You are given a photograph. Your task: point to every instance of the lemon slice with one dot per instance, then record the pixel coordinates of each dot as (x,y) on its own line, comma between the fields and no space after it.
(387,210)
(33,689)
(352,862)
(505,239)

WHAT IS NEEDED: Reproduce all of the entries above verbatim.

SOLUTION FOR THIS PROBLEM:
You are given a photograph. Your task: point to every instance of the lemon slice with one dot per instance, then record the pixel coordinates of each dot as (x,y) on its own line, comma between the fields and no space after it.
(387,210)
(33,689)
(352,862)
(505,239)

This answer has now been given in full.